# Problem description
Tally the lines of the material that contain the string "ceramic" and give only the resulting number.

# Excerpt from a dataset
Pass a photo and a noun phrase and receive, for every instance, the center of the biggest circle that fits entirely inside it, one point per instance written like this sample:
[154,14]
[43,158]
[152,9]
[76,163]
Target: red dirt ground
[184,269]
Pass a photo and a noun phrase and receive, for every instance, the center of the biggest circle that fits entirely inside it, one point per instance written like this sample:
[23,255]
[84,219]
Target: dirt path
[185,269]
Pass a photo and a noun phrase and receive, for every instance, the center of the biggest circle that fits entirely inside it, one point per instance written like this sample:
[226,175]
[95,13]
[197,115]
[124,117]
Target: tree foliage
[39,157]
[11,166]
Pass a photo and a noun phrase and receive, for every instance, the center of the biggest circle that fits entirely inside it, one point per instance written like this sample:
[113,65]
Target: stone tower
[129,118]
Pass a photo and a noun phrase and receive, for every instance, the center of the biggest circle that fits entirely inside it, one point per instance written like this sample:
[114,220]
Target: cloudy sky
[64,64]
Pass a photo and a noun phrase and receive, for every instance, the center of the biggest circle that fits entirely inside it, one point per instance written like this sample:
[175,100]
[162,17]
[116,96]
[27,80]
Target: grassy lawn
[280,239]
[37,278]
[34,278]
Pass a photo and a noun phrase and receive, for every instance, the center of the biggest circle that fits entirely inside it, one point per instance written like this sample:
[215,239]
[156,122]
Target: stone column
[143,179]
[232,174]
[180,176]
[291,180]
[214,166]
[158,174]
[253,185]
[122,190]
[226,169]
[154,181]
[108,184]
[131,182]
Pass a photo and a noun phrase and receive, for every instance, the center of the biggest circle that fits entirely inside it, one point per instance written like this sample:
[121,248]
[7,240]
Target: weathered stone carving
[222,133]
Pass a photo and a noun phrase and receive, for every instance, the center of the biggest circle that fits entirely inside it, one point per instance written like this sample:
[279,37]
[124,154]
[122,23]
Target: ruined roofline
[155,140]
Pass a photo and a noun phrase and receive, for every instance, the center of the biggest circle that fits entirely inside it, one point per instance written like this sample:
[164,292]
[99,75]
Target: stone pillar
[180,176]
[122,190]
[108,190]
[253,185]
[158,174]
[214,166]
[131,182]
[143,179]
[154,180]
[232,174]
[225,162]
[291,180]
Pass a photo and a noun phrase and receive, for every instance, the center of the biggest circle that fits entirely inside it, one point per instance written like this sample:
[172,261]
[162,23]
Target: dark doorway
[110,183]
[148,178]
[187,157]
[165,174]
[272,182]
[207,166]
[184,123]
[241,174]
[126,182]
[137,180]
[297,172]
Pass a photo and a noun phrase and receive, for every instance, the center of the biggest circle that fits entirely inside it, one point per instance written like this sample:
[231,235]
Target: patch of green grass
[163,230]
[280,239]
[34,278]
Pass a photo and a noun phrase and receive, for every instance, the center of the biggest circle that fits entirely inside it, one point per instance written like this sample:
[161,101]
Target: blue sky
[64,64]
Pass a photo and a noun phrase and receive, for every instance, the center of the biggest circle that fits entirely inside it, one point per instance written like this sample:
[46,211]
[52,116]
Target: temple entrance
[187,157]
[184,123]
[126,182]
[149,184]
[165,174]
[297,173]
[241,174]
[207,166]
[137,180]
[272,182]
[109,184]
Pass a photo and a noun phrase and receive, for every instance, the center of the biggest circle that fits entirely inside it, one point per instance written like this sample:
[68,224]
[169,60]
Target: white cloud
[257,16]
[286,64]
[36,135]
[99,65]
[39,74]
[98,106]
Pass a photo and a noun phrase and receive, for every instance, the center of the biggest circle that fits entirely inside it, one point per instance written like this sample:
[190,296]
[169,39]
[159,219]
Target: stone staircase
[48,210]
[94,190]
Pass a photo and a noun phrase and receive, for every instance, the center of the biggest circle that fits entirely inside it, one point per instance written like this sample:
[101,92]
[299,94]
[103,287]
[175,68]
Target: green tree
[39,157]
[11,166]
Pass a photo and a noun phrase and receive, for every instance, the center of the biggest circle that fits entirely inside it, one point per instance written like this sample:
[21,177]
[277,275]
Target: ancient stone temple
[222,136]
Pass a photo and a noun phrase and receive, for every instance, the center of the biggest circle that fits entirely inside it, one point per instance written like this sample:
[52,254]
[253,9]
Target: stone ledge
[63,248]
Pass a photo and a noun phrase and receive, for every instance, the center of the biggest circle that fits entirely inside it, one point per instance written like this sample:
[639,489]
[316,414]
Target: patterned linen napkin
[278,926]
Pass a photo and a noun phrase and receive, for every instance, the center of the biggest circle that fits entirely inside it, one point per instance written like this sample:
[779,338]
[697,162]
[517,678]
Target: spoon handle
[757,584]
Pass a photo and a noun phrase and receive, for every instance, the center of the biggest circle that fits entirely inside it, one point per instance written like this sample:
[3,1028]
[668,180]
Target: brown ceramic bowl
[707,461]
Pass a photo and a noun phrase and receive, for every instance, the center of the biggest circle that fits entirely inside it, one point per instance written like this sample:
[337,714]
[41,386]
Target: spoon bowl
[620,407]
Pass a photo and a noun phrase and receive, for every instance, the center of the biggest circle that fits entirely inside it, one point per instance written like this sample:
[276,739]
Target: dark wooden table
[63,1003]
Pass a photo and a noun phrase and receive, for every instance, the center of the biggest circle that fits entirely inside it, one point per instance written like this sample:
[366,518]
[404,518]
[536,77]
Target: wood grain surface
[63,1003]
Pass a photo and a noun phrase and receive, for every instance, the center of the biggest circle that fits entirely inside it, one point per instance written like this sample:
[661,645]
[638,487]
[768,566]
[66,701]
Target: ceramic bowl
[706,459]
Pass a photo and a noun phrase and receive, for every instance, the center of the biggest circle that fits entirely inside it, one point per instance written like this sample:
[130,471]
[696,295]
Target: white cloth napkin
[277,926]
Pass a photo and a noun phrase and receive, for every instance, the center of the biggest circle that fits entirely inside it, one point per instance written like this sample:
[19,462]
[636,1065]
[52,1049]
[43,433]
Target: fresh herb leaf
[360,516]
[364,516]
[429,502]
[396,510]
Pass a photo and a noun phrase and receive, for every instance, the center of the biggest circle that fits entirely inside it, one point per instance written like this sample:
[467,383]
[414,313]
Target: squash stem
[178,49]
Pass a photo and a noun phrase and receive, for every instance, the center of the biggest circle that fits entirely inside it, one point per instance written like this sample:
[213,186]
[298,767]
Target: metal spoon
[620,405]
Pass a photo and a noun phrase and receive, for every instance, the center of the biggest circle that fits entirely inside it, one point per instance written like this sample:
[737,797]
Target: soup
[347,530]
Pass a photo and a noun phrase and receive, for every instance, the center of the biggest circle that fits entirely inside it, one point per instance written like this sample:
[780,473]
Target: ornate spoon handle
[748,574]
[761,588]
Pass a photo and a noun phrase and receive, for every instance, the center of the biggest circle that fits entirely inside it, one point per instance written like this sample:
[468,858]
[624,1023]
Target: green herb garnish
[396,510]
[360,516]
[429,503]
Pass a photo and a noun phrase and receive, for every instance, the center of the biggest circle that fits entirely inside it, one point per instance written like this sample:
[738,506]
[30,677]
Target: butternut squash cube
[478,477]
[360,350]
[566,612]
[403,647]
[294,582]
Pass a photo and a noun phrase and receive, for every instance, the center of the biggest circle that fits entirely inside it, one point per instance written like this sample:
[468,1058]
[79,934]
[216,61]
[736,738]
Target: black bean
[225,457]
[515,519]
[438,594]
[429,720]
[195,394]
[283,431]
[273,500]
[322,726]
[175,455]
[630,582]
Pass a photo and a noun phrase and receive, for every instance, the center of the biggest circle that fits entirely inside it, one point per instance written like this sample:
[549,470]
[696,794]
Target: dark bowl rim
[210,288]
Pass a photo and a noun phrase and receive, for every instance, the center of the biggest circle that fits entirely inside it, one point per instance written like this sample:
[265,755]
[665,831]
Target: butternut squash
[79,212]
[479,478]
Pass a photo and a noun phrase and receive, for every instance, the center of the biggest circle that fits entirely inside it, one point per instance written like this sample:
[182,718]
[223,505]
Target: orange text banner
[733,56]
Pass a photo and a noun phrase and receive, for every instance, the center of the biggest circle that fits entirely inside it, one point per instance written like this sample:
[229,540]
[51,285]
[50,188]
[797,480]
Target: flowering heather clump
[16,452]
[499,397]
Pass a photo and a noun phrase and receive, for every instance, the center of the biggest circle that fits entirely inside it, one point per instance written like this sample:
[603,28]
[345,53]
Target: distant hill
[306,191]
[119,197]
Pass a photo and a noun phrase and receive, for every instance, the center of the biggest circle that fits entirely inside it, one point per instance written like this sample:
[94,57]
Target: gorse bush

# The completed task
2